### PROMPT 1:
Copy everything in the sailing log below from "23 July 2016" down to "it wasn’t safe.".
### PROMPT 2:
Carry the Anambas sailing log below further, starting right after its final sentence.

### SUPPLIED TEXT:

────

It was a lovely sunny afternoon, so we hid from the sun and just pottered about on the boat.
23 July 2016 Pulau Semut to Pulau Mubur NE, Anambas
It was a lovely morning, clear and sunny, so we hung around until about 10:00 before pulling up the anchor to go five miles around the corner to the bay at the north of Pulau Mubur. Unfortunately, by the time we got there some horrible looking black clouds had built up from the south and the reduced light made it difficult to see the reefs.
We had a look at a possible anchorage at 03°22.90N 106°13.37E, but the depth was 15 metres close to the reef. “Amulet” snagged their anchor on coral near 03°23.07N 106°13.48E and another possible anchorage at 03°23.13N 106°13.58E was again 15 metres deep and, without being able to see the surrounding reefs, we felt it wasn’t safe.
By this time, the black clouds had covered the sky and the wind had picked up to south 25 knots. “Amulet” decided to give up and headed for Tarempa. We thought that the system might pass over quickly, so we anchored at the south side of Pulau Tenggiling at 03°22.69N 106°13.98E in 5.5 metres. This is a lovely spot, where “Sea Monkey” had spent a couple of nights, but it’s completely exposed to the south.

────

### DATA LISTING:
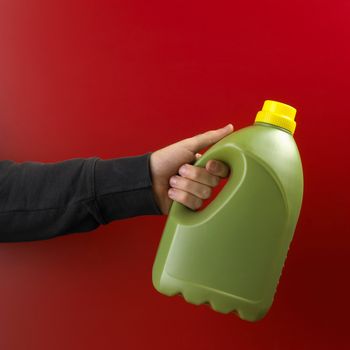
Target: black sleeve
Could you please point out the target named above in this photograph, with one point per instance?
(44, 200)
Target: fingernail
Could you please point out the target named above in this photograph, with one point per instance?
(213, 166)
(173, 180)
(183, 170)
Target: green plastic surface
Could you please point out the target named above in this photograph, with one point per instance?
(231, 254)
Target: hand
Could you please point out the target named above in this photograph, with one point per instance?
(194, 183)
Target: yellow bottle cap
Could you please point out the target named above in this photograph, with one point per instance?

────

### EXERCISE RESPONSE 1:
23 July 2016 Pulau Semut to Pulau Mubur NE, Anambas
It was a lovely morning, clear and sunny, so we hung around until about 10:00 before pulling up the anchor to go five miles around the corner to the bay at the north of Pulau Mubur. Unfortunately, by the time we got there some horrible looking black clouds had built up from the south and the reduced light made it difficult to see the reefs.
We had a look at a possible anchorage at 03°22.90N 106°13.37E, but the depth was 15 metres close to the reef. “Amulet” snagged their anchor on coral near 03°23.07N 106°13.48E and another possible anchorage at 03°23.13N 106°13.58E was again 15 metres deep and, without being able to see the surrounding reefs, we felt it wasn’t safe.

### EXERCISE RESPONSE 2:
After waiting for fifteen minutes, the wind showed no signs of abating, it began to rain and two foot waves were starting to build up. With shallow reef only 20 metres behind our stern, we felt a little uncomfortable, so we pulled up the anchor and headed south for a couple of miles to a likely looking bay, which we have called Pulau Mubur NE.
The water gradually went from 35 metres to 15 metres and then more quickly down to 5 metres. We dropped the anchor in 7 metres depth at 03°20.73N 106°13.59E in between two edges of the reef. We settled back to a depth of ten metres. The anchor chain rumbled a little, but then held well, so I guess that we’re in sand with a few coral patches. The wind dropped, but the rain kept going for three hours - it was a grey day.
I snorkelled down to look at the anchor and found that it was well buried in the sand. However, we seemed to be close to reefs at either side of us, but I decided that we were okay. At about five o’clock, I started to get nervous that we were too close to the reef to the east, so we pulled up the anchor and tried to re-anchor a little further out. We dragged at 10 metres and 12 metres, but then managed to get the anchor fully set at 8 metres - probably a boat length further out than we were before. We’re still a bit close to the reefs, but I think we’ll be okay.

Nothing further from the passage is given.